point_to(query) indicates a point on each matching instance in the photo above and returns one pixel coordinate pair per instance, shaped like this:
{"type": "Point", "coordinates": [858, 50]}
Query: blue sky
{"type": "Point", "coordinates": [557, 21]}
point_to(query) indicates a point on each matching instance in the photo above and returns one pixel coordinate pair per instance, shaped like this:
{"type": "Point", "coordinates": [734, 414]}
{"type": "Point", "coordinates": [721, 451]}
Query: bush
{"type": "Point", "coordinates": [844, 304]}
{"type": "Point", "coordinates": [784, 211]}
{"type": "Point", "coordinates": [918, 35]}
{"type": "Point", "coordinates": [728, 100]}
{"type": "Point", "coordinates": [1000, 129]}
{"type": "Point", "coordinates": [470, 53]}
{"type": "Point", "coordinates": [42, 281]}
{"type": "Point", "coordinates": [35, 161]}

--------

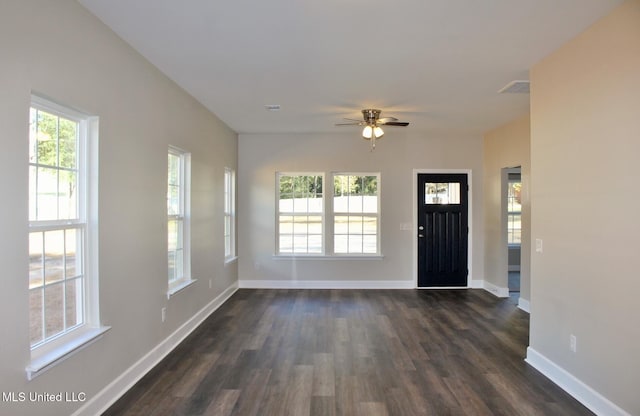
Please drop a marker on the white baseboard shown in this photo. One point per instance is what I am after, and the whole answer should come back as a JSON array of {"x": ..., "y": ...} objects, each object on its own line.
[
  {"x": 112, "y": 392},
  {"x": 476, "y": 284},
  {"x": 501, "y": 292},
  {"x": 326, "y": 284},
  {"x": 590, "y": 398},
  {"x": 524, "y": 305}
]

--------

◆ **Problem**: Find every line in the records that contains the string "type" and copy each of those lines.

◆ **Result below**:
{"type": "Point", "coordinates": [858, 50]}
{"type": "Point", "coordinates": [557, 21]}
{"type": "Point", "coordinates": [734, 414]}
{"type": "Point", "coordinates": [721, 451]}
{"type": "Point", "coordinates": [844, 304]}
{"type": "Point", "coordinates": [784, 211]}
{"type": "Point", "coordinates": [918, 35]}
{"type": "Point", "coordinates": [728, 100]}
{"type": "Point", "coordinates": [1000, 129]}
{"type": "Point", "coordinates": [470, 53]}
{"type": "Point", "coordinates": [42, 281]}
{"type": "Point", "coordinates": [35, 161]}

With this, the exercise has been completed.